> **Page extract**
--*--

The $700 billion bailout needs adjustment.

The current $700 billion bailout plan presented by the Bush administrations provides no concessions to help homeowners facing foreclosure or anyone on main street who’s experiencing a hardship. In fact, it will probably accelerate foreclosures. This is because banks would now have those losses insured by the feds and then when default occurs it will not effect any financial institutions bottom line after they’ve taken the loss write-offs from the sale of the mortgage backed securities. The institutions will no longer have any reason to work to modify sketchy loans they made FULLY KNOWING THE RISK.

This is exactly what the banks are counting on: indemnification for their bad lending practices. The call is to protect the markets, again. You can substitute the word markets with wealthy with any time during any discussion of this bailout. They’re interchangeable. Meanwhile, the guy who’s lost his job and is getting a re-trained or has transitioned into a lesser paying job and our property values will continue to be hurt. Property values will experience and even greater descent because the Bush administration’s bill is forgetting the reason peoples credit went bad in the first place. Foreclosures and property value declines are not the cause of this crisis, they are another symptom.

Stagnant wages, outsourced jobs, companies closing, inflation, sketchy bank tactics to increase revenue; these are the things that caused people to stop paying bills, using credit and caused a tight credit market. Until you take care of the problem at the source it will not really be solved. The current bill will only provide temporary relief in the markets and provide no relief to the underlying problems. It would be a $700 billion dollar farce that will stimulate our economy only for those on the top of the financial totem pole. It will do nothing to stimulate job growth, technical innovation, or most importantly stop foreclosures.

The Democrats are calling for these provisions as part of the bailout. They are interested more in helping the man on the street and not the CEO’s who’s employment contracts state they get a $10 million severance package if they’ve utterly failed. Is it possible they know this will also strengthen the US economy to a much greater extent than just protecting bad lenders? Of course, the Republican’s have responded with a typical partisan tactic stressing “urgency” and that there’s no time for pandering with the proposal they’ve laid out. Once again Bush pushes forward and it’s his way or no way. How is that a bi-partisan solution to the problem other than to say “we’re glad they saw it our way”?

Bush and crew are the same people who were on guard through this whole mess. Yet they think we should sign their first copy of a bailout proposal without scrutiny, without review and without modification.  I really think their motivation is two fold: They’re being pressured to save the wealth of their constituency, the US Aristocracy, and to make sure foreign investors holding mortgage backed securities don’t call the notes due. I could care less if either one of these end up being a by-product of the proposed bailout but it must first and foremost stimulate the US economy and bring rise to the dollar. From what I currently understand of this initial proposal it will not drive prices down, wages up, create jobs or stem coming foreclosures. If it succeeds, in it’s current form, banks may lend to banks but they will not lend to consumers in the end.

--*--

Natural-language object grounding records

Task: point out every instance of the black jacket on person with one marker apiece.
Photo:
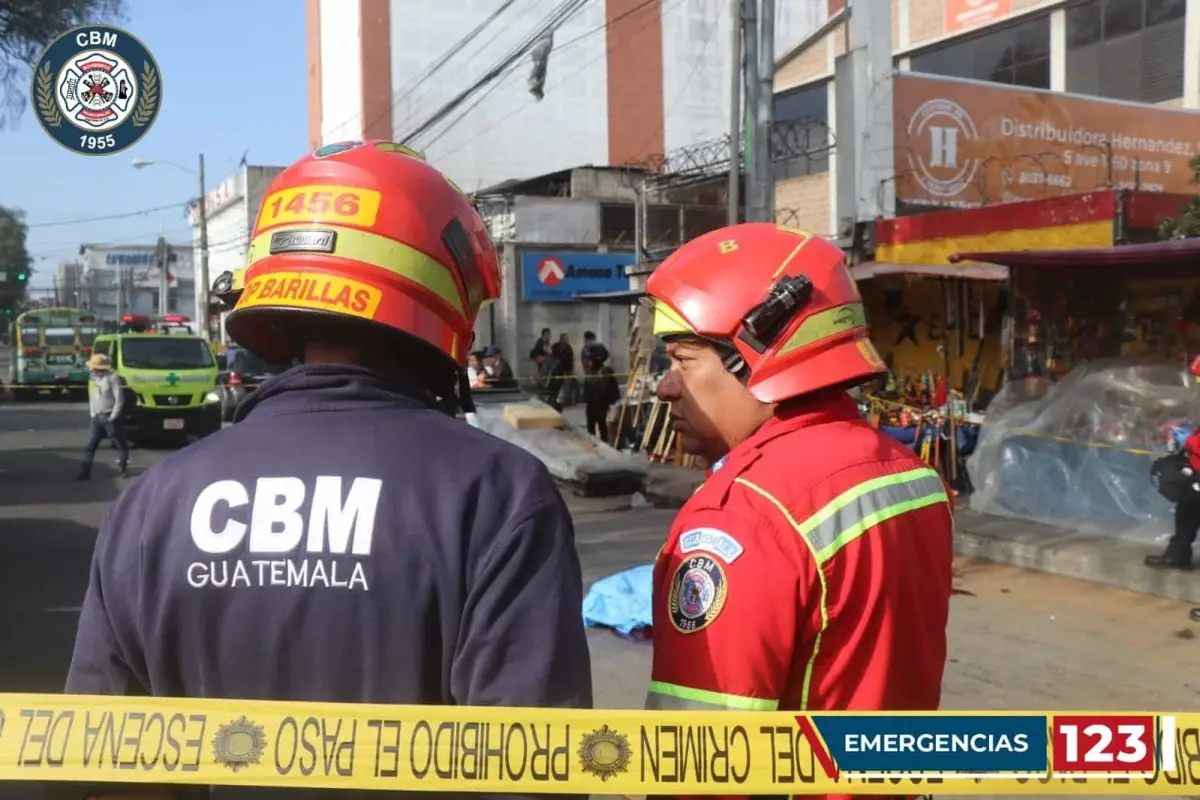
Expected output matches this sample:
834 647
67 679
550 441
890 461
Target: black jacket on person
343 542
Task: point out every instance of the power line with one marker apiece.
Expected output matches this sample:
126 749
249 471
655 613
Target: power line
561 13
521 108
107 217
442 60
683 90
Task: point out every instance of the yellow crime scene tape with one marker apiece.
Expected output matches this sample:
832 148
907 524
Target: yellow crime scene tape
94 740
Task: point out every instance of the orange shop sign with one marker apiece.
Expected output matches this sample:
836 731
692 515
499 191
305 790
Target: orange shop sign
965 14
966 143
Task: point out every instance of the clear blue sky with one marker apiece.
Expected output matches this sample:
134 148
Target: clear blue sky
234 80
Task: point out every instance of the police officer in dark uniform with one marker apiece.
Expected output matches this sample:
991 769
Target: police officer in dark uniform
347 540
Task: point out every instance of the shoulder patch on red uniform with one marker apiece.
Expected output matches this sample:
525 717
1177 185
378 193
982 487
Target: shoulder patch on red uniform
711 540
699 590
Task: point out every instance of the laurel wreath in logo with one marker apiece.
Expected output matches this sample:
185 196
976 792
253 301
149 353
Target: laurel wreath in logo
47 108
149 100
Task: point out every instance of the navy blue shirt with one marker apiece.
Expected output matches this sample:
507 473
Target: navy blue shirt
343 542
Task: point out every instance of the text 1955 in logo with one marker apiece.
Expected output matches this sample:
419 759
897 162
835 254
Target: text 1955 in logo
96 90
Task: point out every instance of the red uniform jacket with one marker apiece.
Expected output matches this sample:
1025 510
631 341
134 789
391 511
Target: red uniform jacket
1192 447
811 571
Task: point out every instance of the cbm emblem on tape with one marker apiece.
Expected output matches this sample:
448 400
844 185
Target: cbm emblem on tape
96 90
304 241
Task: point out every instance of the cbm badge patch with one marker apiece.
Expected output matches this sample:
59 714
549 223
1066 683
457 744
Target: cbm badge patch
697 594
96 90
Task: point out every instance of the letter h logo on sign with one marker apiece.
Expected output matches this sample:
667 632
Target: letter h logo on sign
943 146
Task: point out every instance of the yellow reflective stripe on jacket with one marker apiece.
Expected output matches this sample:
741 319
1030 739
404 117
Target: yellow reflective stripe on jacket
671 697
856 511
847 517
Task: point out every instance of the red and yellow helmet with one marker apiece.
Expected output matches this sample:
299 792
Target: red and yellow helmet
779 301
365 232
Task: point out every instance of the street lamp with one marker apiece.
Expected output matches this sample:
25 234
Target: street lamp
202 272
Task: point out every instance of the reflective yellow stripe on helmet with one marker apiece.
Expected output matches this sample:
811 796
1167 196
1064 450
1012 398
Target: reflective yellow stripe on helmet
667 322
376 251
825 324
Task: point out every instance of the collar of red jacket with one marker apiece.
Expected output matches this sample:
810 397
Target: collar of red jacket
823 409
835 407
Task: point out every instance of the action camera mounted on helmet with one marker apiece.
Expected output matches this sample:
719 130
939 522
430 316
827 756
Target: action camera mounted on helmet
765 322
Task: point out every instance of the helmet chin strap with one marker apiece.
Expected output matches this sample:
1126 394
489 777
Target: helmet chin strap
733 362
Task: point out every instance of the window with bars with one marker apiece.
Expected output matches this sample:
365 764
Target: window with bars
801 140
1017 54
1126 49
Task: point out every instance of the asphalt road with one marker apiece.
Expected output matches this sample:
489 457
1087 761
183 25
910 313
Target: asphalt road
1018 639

--*--

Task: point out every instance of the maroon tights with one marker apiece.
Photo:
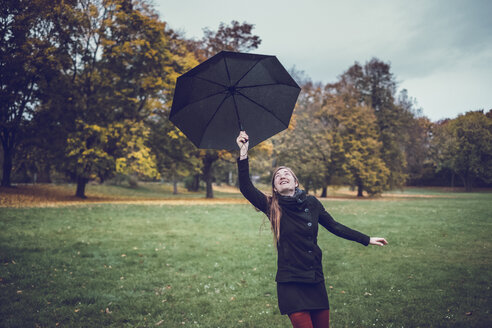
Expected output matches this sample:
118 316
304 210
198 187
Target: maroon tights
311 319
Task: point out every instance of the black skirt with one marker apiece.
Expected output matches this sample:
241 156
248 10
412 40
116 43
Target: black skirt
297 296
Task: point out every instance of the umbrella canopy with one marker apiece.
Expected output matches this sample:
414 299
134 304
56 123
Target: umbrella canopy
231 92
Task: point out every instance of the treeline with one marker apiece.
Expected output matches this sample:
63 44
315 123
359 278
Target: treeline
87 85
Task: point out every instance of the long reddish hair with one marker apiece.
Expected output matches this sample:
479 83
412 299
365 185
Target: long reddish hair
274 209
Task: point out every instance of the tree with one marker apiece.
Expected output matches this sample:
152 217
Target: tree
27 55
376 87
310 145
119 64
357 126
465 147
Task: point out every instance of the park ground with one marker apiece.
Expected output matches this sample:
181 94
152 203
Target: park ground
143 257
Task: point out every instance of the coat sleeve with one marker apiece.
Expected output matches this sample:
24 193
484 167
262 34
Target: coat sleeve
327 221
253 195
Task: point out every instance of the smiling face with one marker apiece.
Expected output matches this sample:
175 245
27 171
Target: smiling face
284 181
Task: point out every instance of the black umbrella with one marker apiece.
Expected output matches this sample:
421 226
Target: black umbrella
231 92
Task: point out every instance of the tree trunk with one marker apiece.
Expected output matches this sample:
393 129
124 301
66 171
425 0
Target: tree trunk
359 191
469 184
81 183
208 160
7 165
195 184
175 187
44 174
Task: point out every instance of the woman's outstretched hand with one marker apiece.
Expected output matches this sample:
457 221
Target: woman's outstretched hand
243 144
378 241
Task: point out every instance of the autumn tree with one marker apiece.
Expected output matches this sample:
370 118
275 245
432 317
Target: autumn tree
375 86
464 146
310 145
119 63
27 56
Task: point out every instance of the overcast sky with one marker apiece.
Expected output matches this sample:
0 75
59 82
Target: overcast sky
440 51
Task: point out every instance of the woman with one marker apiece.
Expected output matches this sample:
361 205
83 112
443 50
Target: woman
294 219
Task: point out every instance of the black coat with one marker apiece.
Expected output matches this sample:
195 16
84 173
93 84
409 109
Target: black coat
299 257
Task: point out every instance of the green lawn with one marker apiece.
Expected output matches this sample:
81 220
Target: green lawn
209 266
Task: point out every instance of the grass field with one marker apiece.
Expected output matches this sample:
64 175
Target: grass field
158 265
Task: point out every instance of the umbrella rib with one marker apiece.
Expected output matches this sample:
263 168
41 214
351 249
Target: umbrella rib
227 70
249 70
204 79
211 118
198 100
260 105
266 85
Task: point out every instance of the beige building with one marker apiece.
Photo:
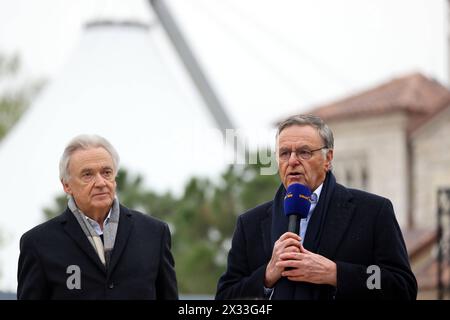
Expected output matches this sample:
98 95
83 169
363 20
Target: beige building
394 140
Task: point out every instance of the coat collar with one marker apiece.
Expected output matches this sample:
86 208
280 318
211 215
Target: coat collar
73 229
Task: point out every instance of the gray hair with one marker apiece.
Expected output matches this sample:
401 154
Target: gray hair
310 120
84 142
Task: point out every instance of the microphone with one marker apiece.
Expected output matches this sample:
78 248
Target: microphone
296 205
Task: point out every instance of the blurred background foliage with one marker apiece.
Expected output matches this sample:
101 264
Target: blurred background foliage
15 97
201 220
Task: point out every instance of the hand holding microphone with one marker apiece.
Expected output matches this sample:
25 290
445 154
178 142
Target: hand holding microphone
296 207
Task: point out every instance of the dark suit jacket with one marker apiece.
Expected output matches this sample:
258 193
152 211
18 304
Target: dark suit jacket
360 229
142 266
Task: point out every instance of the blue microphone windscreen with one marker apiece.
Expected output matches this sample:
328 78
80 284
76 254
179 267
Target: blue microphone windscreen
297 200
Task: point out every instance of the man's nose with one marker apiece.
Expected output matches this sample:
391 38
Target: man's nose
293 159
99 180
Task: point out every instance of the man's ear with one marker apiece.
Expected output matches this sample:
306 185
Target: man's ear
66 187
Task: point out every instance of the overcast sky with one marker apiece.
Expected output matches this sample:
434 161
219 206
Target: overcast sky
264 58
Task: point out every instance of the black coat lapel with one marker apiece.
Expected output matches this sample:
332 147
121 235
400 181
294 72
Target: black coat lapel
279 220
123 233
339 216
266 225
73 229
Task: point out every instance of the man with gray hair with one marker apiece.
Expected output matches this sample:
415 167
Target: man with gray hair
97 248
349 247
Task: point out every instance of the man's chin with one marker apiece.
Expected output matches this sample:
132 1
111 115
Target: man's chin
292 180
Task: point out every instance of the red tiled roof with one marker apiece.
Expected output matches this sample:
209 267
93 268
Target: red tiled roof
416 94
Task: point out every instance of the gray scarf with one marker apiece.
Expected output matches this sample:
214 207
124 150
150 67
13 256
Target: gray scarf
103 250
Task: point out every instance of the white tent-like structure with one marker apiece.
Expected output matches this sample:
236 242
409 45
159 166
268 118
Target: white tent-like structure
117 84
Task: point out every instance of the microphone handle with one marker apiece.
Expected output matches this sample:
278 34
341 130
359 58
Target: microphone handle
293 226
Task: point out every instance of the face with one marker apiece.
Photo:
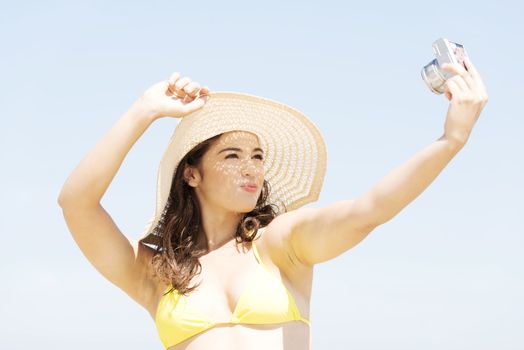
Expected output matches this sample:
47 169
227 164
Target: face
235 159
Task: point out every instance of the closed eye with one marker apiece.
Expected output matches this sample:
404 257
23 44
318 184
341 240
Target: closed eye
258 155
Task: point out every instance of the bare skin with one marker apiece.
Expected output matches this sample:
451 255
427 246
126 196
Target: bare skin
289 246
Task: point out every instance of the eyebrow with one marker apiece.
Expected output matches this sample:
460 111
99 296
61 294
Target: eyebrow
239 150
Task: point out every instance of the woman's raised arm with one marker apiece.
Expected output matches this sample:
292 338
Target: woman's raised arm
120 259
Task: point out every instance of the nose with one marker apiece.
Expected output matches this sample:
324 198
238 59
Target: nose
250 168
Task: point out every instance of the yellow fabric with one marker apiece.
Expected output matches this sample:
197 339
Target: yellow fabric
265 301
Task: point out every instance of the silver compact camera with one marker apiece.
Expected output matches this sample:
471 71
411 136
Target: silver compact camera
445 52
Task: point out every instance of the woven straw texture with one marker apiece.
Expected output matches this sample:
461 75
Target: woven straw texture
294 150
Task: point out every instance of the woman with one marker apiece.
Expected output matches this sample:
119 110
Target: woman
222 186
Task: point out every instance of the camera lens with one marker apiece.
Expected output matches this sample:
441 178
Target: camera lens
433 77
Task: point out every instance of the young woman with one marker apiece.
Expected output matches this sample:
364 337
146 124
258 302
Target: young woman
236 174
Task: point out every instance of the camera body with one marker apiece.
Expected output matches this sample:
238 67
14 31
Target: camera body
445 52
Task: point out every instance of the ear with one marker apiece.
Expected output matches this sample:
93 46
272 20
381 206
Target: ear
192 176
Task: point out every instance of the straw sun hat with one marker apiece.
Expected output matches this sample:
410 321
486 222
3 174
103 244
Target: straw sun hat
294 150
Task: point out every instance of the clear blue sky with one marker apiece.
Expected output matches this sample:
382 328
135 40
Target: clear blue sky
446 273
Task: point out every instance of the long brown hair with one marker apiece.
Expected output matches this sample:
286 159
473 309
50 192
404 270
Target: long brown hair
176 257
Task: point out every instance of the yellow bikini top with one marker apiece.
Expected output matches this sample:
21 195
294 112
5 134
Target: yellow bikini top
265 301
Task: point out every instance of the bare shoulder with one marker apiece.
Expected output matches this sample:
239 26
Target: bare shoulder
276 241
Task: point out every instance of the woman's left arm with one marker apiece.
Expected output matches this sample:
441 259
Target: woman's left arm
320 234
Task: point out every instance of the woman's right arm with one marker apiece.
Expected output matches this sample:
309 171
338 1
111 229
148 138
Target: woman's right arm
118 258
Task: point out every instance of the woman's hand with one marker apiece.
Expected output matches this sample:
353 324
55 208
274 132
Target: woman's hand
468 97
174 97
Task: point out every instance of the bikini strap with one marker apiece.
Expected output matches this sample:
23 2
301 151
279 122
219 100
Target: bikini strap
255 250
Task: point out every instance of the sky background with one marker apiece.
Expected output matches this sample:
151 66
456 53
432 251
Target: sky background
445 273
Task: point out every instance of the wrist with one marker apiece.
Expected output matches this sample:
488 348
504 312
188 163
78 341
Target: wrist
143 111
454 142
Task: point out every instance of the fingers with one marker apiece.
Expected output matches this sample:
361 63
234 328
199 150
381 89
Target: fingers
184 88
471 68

--*--

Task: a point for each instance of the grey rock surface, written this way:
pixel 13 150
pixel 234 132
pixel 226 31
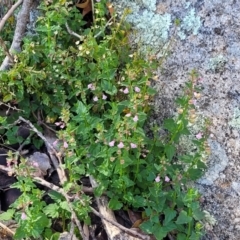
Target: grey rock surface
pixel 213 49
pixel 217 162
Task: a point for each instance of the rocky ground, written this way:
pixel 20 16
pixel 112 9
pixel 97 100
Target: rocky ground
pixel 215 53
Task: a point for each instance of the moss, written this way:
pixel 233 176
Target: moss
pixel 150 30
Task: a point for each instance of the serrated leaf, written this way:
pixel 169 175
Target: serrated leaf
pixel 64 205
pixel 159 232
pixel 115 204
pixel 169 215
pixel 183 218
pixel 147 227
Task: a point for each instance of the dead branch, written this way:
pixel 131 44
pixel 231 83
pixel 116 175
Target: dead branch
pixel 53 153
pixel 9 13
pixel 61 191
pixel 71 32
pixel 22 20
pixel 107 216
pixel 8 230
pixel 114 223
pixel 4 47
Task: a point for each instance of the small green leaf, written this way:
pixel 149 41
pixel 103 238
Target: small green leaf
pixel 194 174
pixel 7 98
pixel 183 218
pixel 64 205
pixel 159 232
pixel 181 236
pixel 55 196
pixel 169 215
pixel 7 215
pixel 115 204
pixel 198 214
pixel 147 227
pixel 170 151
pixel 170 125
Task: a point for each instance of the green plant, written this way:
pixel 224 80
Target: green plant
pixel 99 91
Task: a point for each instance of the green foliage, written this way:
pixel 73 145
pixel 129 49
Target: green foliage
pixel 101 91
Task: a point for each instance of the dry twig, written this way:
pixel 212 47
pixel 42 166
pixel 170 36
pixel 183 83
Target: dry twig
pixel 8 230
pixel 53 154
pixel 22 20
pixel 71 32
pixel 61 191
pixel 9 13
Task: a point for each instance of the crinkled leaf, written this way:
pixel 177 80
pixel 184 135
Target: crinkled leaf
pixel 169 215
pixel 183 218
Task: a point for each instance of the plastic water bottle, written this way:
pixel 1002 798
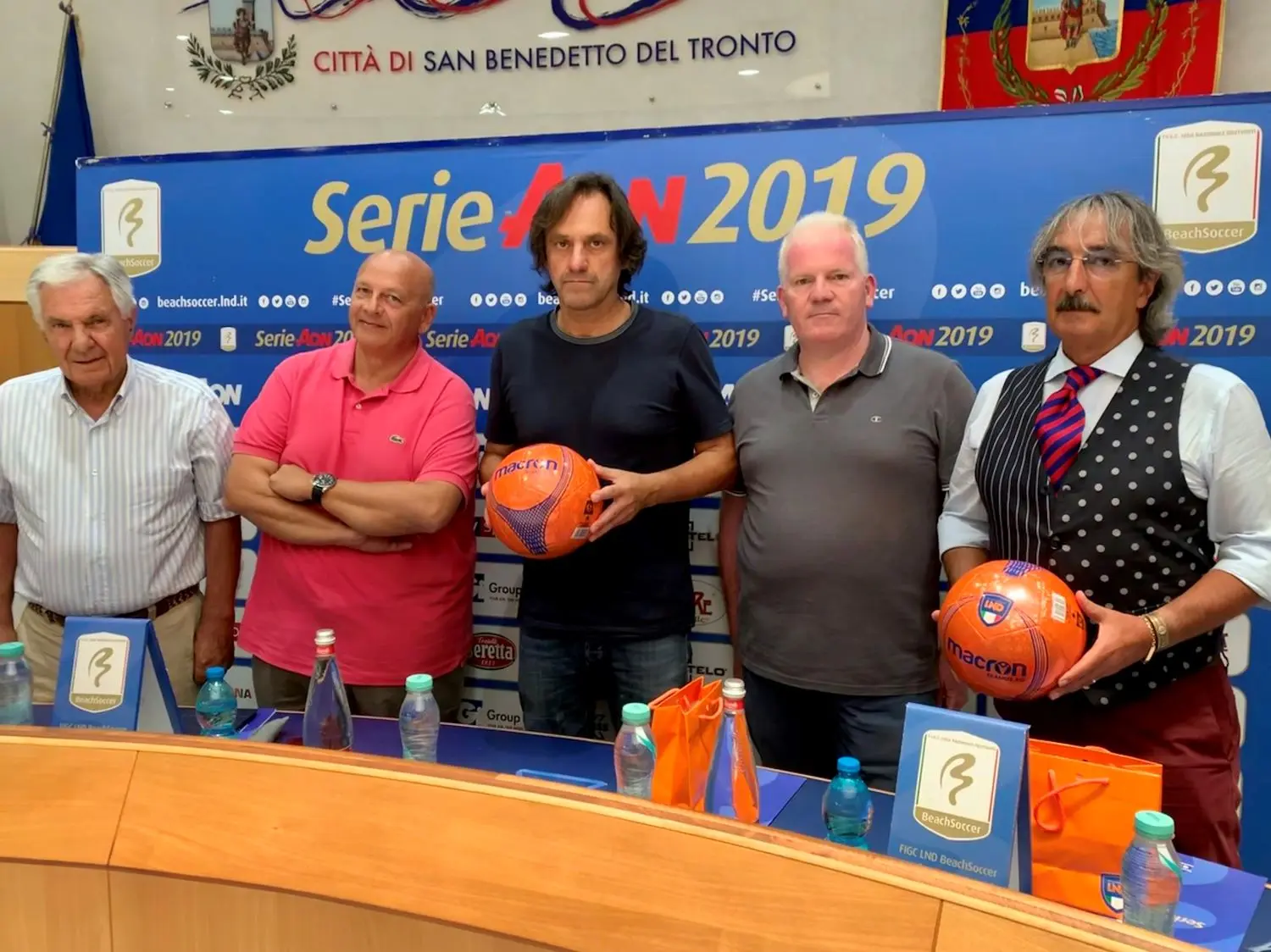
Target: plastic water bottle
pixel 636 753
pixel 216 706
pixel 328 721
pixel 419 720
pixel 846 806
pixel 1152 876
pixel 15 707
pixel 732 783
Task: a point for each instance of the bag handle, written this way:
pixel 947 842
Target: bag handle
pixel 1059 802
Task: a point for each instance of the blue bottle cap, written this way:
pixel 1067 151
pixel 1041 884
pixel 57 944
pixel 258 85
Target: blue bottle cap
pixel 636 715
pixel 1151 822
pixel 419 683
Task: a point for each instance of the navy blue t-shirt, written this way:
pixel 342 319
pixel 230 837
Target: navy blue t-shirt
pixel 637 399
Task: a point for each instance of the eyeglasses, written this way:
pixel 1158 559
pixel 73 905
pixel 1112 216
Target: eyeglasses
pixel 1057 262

--*--

> **Task item A**
Answer these questions using the bailout text.
(i) What severance package does it say CEOs' employment contracts grant them if they have utterly failed?
(ii) Which word does it say can be substituted for "markets" in any discussion of the bailout?
(iii) If foreclosures and property value declines are not the cause of the crisis, what does it call them?
> **Task item B**
Reproduce the bailout text from "This is exactly" up to and including "are another symptom.".

> **Answer area A**
(i) A $10 million severance package.
(ii) Wealthy.
(iii) Another symptom.

> **Answer area B**
This is exactly what the banks are counting on: indemnification for their bad lending practices. The call is to protect the markets, again. You can substitute the word markets with wealthy with any time during any discussion of this bailout. They’re interchangeable. Meanwhile, the guy who’s lost his job and is getting a re-trained or has transitioned into a lesser paying job and our property values will continue to be hurt. Property values will experience and even greater descent because the Bush administration’s bill is forgetting the reason peoples credit went bad in the first place. Foreclosures and property value declines are not the cause of this crisis, they are another symptom.